→ **What is expected**: Each line from the one containing "Target: knuckle" through the last line of the records below is to be repeated as written, with nothing added.

======== Information

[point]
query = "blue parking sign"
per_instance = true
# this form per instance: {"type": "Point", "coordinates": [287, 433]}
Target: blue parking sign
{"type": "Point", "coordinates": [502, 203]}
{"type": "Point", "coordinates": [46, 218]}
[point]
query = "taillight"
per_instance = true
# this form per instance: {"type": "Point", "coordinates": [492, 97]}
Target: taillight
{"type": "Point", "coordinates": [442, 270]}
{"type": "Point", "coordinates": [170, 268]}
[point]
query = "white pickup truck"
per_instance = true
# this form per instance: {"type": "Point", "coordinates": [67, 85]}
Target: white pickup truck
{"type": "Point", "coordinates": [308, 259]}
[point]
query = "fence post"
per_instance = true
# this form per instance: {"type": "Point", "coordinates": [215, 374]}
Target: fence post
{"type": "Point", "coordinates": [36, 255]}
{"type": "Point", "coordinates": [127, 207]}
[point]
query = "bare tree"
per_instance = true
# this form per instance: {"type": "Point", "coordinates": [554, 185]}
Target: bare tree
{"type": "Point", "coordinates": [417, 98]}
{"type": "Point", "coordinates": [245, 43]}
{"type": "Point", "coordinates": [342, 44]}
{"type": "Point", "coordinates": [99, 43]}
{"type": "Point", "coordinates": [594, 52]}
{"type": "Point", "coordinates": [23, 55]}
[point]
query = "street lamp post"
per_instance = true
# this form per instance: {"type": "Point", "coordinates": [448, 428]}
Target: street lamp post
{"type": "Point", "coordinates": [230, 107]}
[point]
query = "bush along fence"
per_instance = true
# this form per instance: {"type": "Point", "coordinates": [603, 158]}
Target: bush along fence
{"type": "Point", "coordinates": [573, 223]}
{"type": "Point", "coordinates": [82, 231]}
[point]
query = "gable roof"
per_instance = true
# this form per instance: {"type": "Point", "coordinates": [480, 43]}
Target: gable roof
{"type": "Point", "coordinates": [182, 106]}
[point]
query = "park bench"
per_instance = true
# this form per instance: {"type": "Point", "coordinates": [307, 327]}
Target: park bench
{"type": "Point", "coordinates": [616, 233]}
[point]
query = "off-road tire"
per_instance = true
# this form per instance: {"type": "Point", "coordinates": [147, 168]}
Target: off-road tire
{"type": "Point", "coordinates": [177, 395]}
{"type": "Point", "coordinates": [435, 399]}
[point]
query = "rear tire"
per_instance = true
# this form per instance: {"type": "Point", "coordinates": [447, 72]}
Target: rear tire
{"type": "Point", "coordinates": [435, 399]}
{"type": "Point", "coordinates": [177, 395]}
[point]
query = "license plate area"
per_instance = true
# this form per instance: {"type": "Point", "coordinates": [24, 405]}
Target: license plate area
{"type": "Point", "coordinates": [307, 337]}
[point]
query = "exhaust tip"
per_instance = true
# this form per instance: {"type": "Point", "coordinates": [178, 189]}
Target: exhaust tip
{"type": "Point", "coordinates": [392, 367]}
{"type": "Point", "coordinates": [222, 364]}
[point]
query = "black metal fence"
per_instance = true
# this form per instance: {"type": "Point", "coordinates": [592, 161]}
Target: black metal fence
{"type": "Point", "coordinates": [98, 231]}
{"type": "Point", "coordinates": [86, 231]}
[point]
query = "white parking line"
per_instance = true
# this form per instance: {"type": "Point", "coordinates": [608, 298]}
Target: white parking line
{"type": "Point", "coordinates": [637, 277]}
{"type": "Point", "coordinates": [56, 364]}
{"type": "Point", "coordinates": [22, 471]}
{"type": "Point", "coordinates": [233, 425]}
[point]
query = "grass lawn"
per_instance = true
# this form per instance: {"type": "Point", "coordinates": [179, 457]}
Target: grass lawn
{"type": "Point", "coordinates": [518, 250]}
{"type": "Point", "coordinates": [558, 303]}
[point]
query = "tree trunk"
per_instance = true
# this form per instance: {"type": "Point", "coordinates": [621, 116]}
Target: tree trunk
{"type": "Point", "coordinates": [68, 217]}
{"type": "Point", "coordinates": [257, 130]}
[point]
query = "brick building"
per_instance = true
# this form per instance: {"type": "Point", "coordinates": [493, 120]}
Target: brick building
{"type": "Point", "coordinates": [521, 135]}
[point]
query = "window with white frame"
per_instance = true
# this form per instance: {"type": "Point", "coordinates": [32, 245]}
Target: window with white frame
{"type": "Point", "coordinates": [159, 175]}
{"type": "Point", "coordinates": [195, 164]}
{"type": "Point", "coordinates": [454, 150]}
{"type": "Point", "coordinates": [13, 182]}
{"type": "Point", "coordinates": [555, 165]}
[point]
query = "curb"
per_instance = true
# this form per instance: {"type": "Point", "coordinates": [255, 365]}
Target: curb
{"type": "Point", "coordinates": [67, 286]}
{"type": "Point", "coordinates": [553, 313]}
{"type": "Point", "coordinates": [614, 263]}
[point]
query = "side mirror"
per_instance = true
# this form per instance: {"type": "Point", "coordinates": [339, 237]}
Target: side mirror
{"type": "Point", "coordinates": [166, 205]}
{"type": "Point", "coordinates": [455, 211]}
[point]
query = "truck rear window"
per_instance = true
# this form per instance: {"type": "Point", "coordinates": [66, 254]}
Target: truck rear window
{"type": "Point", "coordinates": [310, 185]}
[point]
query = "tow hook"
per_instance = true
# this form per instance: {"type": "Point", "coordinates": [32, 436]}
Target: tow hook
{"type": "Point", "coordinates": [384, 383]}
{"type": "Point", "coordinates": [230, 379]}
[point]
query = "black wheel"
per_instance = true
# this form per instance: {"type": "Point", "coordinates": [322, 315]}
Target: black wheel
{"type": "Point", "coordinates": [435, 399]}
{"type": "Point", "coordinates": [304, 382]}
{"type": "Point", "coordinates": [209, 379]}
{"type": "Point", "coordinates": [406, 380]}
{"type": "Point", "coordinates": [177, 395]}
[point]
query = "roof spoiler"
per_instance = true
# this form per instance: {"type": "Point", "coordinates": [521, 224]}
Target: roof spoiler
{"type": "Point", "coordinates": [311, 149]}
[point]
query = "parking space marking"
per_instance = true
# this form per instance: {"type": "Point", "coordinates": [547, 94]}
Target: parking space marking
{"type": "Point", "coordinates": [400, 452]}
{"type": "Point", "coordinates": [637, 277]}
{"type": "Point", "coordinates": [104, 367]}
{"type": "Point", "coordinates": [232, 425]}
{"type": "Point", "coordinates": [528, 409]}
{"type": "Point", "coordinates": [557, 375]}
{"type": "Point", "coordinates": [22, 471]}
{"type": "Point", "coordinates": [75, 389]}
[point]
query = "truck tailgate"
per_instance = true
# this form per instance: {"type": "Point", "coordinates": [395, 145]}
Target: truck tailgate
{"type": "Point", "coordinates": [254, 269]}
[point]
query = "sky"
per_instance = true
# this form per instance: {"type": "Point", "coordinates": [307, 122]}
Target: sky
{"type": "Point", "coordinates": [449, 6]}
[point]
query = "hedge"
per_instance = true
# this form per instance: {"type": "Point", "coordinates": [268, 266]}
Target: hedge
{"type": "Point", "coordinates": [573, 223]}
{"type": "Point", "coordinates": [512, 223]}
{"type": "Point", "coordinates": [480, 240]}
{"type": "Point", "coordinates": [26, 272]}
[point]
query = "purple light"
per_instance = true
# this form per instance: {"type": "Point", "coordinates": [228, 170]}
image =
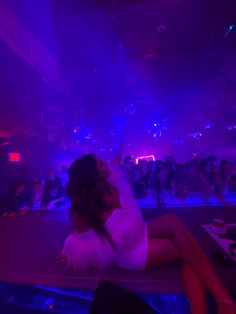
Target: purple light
{"type": "Point", "coordinates": [147, 158]}
{"type": "Point", "coordinates": [231, 127]}
{"type": "Point", "coordinates": [196, 135]}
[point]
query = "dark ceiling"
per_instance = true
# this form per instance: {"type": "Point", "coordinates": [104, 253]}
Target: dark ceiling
{"type": "Point", "coordinates": [70, 62]}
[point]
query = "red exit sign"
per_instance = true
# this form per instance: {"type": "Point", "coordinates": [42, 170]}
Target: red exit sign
{"type": "Point", "coordinates": [14, 157]}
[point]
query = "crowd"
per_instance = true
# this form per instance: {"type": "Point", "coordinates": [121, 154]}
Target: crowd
{"type": "Point", "coordinates": [158, 180]}
{"type": "Point", "coordinates": [152, 180]}
{"type": "Point", "coordinates": [45, 192]}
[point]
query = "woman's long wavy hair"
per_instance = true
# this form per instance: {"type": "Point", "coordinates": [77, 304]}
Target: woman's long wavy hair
{"type": "Point", "coordinates": [85, 190]}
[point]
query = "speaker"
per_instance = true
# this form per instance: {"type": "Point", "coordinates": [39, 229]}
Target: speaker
{"type": "Point", "coordinates": [112, 299]}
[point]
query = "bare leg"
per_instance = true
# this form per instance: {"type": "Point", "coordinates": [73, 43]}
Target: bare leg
{"type": "Point", "coordinates": [162, 252]}
{"type": "Point", "coordinates": [170, 226]}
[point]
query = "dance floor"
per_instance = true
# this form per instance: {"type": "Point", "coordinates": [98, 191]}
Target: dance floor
{"type": "Point", "coordinates": [30, 244]}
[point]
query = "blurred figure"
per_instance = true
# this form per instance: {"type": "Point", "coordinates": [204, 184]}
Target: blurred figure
{"type": "Point", "coordinates": [227, 169]}
{"type": "Point", "coordinates": [53, 196]}
{"type": "Point", "coordinates": [16, 200]}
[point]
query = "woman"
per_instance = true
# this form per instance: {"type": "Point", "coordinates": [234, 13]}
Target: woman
{"type": "Point", "coordinates": [108, 227]}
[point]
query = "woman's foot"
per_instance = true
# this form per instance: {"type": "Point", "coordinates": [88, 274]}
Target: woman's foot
{"type": "Point", "coordinates": [225, 307]}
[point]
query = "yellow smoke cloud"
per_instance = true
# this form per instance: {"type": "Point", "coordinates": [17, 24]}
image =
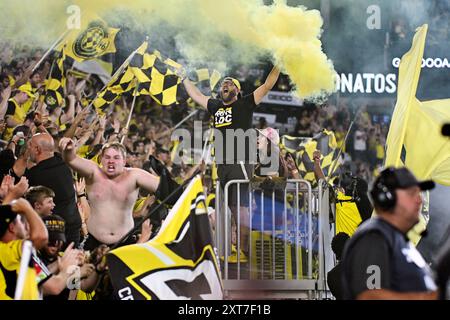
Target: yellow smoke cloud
{"type": "Point", "coordinates": [232, 32]}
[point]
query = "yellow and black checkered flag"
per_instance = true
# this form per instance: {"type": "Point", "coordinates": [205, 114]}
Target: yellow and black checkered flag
{"type": "Point", "coordinates": [54, 89]}
{"type": "Point", "coordinates": [94, 41]}
{"type": "Point", "coordinates": [124, 83]}
{"type": "Point", "coordinates": [179, 263]}
{"type": "Point", "coordinates": [206, 80]}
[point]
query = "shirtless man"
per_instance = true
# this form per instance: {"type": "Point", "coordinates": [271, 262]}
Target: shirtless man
{"type": "Point", "coordinates": [112, 190]}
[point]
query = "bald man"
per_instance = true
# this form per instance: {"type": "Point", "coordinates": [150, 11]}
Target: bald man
{"type": "Point", "coordinates": [52, 172]}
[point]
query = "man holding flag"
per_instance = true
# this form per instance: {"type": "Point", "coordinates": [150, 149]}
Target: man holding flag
{"type": "Point", "coordinates": [232, 112]}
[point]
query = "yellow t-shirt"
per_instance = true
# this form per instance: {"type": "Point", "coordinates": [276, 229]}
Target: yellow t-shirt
{"type": "Point", "coordinates": [380, 151]}
{"type": "Point", "coordinates": [10, 255]}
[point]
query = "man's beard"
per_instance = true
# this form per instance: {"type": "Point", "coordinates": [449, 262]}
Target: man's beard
{"type": "Point", "coordinates": [229, 97]}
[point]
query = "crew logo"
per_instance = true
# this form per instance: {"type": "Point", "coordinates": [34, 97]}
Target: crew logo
{"type": "Point", "coordinates": [223, 117]}
{"type": "Point", "coordinates": [94, 41]}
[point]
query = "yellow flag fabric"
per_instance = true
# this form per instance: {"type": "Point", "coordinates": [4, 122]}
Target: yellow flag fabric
{"type": "Point", "coordinates": [416, 125]}
{"type": "Point", "coordinates": [179, 263]}
{"type": "Point", "coordinates": [427, 151]}
{"type": "Point", "coordinates": [10, 258]}
{"type": "Point", "coordinates": [409, 73]}
{"type": "Point", "coordinates": [54, 94]}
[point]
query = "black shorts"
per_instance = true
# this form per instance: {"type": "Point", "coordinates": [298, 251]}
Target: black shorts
{"type": "Point", "coordinates": [228, 172]}
{"type": "Point", "coordinates": [91, 242]}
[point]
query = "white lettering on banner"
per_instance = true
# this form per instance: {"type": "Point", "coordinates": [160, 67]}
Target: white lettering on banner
{"type": "Point", "coordinates": [429, 63]}
{"type": "Point", "coordinates": [284, 98]}
{"type": "Point", "coordinates": [366, 83]}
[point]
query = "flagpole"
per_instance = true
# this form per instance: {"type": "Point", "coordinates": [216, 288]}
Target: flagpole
{"type": "Point", "coordinates": [114, 76]}
{"type": "Point", "coordinates": [185, 119]}
{"type": "Point", "coordinates": [206, 153]}
{"type": "Point", "coordinates": [333, 167]}
{"type": "Point", "coordinates": [131, 110]}
{"type": "Point", "coordinates": [24, 262]}
{"type": "Point", "coordinates": [140, 223]}
{"type": "Point", "coordinates": [61, 37]}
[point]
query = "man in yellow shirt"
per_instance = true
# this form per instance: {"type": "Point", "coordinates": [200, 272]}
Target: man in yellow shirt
{"type": "Point", "coordinates": [17, 109]}
{"type": "Point", "coordinates": [13, 232]}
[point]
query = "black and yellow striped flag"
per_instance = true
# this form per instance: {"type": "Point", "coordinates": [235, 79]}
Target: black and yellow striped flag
{"type": "Point", "coordinates": [206, 80]}
{"type": "Point", "coordinates": [54, 88]}
{"type": "Point", "coordinates": [94, 41]}
{"type": "Point", "coordinates": [325, 142]}
{"type": "Point", "coordinates": [180, 262]}
{"type": "Point", "coordinates": [124, 83]}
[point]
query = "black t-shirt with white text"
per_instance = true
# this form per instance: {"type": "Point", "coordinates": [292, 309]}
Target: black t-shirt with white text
{"type": "Point", "coordinates": [227, 119]}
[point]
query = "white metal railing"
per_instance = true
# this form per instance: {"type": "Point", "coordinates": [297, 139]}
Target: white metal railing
{"type": "Point", "coordinates": [265, 271]}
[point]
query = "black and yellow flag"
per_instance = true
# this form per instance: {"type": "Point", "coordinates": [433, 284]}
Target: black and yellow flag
{"type": "Point", "coordinates": [206, 80]}
{"type": "Point", "coordinates": [179, 263]}
{"type": "Point", "coordinates": [54, 88]}
{"type": "Point", "coordinates": [325, 142]}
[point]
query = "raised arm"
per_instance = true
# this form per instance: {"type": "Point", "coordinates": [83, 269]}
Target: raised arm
{"type": "Point", "coordinates": [195, 93]}
{"type": "Point", "coordinates": [264, 89]}
{"type": "Point", "coordinates": [6, 94]}
{"type": "Point", "coordinates": [145, 180]}
{"type": "Point", "coordinates": [84, 167]}
{"type": "Point", "coordinates": [38, 231]}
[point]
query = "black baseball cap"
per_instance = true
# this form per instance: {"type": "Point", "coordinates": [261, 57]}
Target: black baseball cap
{"type": "Point", "coordinates": [402, 178]}
{"type": "Point", "coordinates": [6, 217]}
{"type": "Point", "coordinates": [56, 227]}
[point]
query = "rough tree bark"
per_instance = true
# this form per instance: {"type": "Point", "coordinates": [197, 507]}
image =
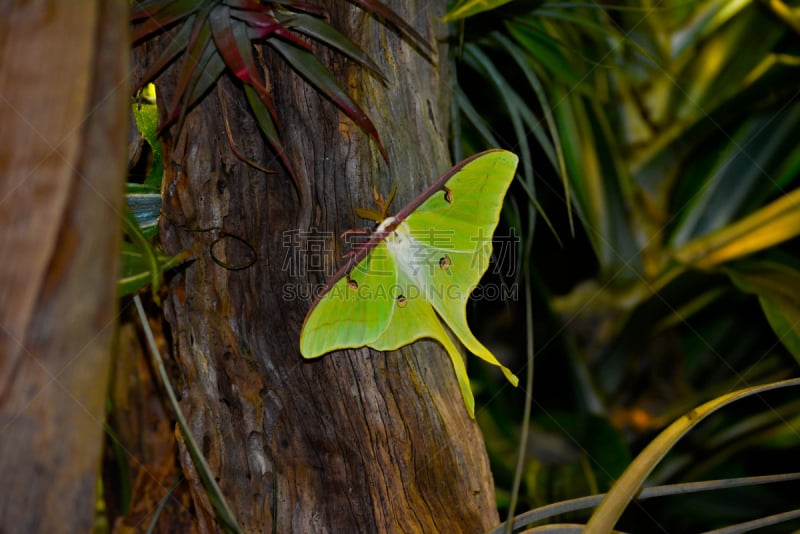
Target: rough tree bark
{"type": "Point", "coordinates": [63, 124]}
{"type": "Point", "coordinates": [357, 441]}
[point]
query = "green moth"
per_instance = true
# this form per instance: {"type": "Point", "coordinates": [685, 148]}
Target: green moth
{"type": "Point", "coordinates": [417, 270]}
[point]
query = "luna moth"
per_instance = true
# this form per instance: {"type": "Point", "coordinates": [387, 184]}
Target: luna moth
{"type": "Point", "coordinates": [417, 270]}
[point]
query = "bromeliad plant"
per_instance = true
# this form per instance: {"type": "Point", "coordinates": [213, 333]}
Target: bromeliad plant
{"type": "Point", "coordinates": [672, 128]}
{"type": "Point", "coordinates": [215, 35]}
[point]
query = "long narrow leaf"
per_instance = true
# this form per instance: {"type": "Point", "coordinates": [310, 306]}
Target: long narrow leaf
{"type": "Point", "coordinates": [177, 44]}
{"type": "Point", "coordinates": [164, 18]}
{"type": "Point", "coordinates": [305, 63]}
{"type": "Point", "coordinates": [320, 30]}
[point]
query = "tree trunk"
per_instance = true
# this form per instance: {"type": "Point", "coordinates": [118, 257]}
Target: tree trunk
{"type": "Point", "coordinates": [356, 441]}
{"type": "Point", "coordinates": [63, 121]}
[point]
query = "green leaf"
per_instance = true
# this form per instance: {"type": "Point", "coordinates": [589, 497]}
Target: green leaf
{"type": "Point", "coordinates": [469, 8]}
{"type": "Point", "coordinates": [767, 227]}
{"type": "Point", "coordinates": [778, 289]}
{"type": "Point", "coordinates": [320, 30]}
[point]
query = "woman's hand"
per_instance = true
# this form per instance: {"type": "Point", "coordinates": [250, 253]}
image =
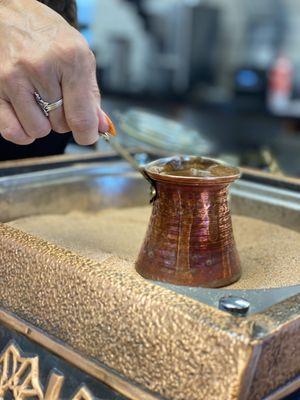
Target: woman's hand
{"type": "Point", "coordinates": [41, 52]}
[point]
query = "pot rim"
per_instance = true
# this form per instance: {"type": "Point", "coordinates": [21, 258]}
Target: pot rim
{"type": "Point", "coordinates": [154, 170]}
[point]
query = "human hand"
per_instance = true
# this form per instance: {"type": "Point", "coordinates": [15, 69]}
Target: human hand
{"type": "Point", "coordinates": [41, 52]}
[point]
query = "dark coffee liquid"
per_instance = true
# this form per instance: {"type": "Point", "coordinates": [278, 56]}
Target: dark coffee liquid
{"type": "Point", "coordinates": [201, 167]}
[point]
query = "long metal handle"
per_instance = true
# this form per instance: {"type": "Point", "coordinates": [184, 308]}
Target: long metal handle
{"type": "Point", "coordinates": [124, 153]}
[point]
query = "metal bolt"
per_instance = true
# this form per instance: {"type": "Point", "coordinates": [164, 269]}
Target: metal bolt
{"type": "Point", "coordinates": [234, 305]}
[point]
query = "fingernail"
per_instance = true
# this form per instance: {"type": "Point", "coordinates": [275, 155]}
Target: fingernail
{"type": "Point", "coordinates": [106, 124]}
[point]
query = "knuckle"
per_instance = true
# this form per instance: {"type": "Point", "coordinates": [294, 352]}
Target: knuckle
{"type": "Point", "coordinates": [60, 128]}
{"type": "Point", "coordinates": [38, 67]}
{"type": "Point", "coordinates": [39, 131]}
{"type": "Point", "coordinates": [86, 140]}
{"type": "Point", "coordinates": [74, 53]}
{"type": "Point", "coordinates": [81, 124]}
{"type": "Point", "coordinates": [10, 75]}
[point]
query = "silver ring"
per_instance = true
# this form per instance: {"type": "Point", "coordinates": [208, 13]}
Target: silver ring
{"type": "Point", "coordinates": [45, 106]}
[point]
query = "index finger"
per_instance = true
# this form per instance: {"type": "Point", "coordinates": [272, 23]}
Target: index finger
{"type": "Point", "coordinates": [81, 104]}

================

→ **Written reply**:
Target: knuckle
{"type": "Point", "coordinates": [60, 128]}
{"type": "Point", "coordinates": [38, 67]}
{"type": "Point", "coordinates": [39, 131]}
{"type": "Point", "coordinates": [86, 140]}
{"type": "Point", "coordinates": [74, 53]}
{"type": "Point", "coordinates": [81, 124]}
{"type": "Point", "coordinates": [10, 75]}
[point]
query = "silver ring"
per_instance = true
# this form per instance: {"type": "Point", "coordinates": [208, 13]}
Target: silver ring
{"type": "Point", "coordinates": [45, 106]}
[point]
query = "index finger"
per_instance = true
# this form per instance: {"type": "Point", "coordinates": [272, 23]}
Target: index finger
{"type": "Point", "coordinates": [81, 104]}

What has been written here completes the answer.